## EXTRACTED TEXT
···

Fedora Linux Support Community & Resources Center
  #1  
Old 26th July 2007, 02:16 AM
powah Offline
Registered User
 
Join Date: Mar 2005
Posts: 83
join all the lines between any two "$" in a text file

I want to join all the lines between any two "$" in a text file. The number of lines between two "$" varies.
What script will do that?
Thanks.
e.g.
input:
Apr. 07, 2007
STATIONNEMENT DE MONTR
$8.50
Apr. 27, 2007 PRE-AUTHORIZED PAYMENT

$794.86
Jun. 25, 2007 THE HOME DEPOT 7026 $37.56

output:
Apr. 07, 2007 STATIONNEMENT DE MONTR $8.50
Apr. 27, 2007 PRE-AUTHORIZED PAYMENT $794.86
Jun. 25, 2007 THE HOME DEPOT 7026 $37.56
Reply With Quote
  #2  
Old 26th July 2007, 06:21 AM
UnFleshed One's Avatar
UnFleshed One Offline
Registered User
 
Join Date: Jul 2007
Location: Calgary AB
Posts: 34
Might be overkill, and I pity you if you need to parse a big file, but works with your example (with an additional space at the beginning of every line, but that's trivial to remove in postprocessing)

···

## SHORT TASK 1
Translate the sentence "What script will do that?" from the forum thread into German.

···

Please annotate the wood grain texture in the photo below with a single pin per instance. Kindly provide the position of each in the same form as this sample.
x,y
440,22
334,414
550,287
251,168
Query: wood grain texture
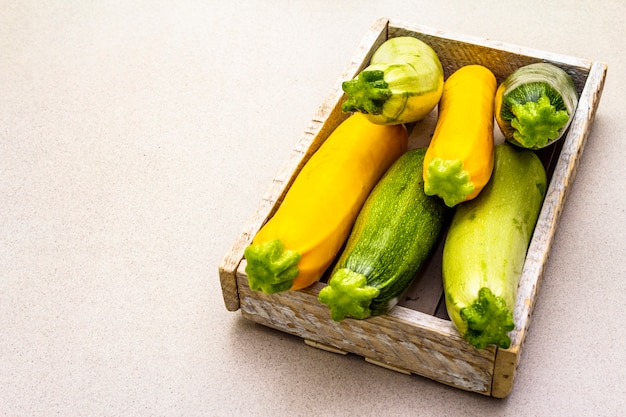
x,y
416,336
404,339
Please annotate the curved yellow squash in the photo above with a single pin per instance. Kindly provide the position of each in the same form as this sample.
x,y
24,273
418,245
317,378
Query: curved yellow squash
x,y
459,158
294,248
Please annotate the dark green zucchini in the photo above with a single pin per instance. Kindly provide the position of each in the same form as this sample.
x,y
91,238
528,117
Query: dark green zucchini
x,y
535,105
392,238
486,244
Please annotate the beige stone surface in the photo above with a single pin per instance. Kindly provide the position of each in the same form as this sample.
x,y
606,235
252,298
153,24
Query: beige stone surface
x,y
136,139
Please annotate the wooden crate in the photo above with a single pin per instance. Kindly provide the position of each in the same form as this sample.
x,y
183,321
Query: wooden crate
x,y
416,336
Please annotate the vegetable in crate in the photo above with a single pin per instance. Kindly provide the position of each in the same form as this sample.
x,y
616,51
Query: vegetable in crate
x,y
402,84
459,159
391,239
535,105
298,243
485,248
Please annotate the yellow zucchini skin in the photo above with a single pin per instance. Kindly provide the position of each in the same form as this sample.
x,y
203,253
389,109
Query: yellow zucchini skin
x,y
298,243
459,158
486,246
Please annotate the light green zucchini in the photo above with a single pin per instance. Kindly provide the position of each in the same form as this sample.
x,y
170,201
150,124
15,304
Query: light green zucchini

···

## SHORT TASK 2
Gather every line of the records that contains the string "skin".

## CORRECT RESPONSE 1
Welches Skript erledigt das?

## CORRECT RESPONSE 2
Please annotate the yellow zucchini skin in the photo above with a single pin per instance. Kindly provide the position of each in the same form as this sample.
Query: yellow zucchini skin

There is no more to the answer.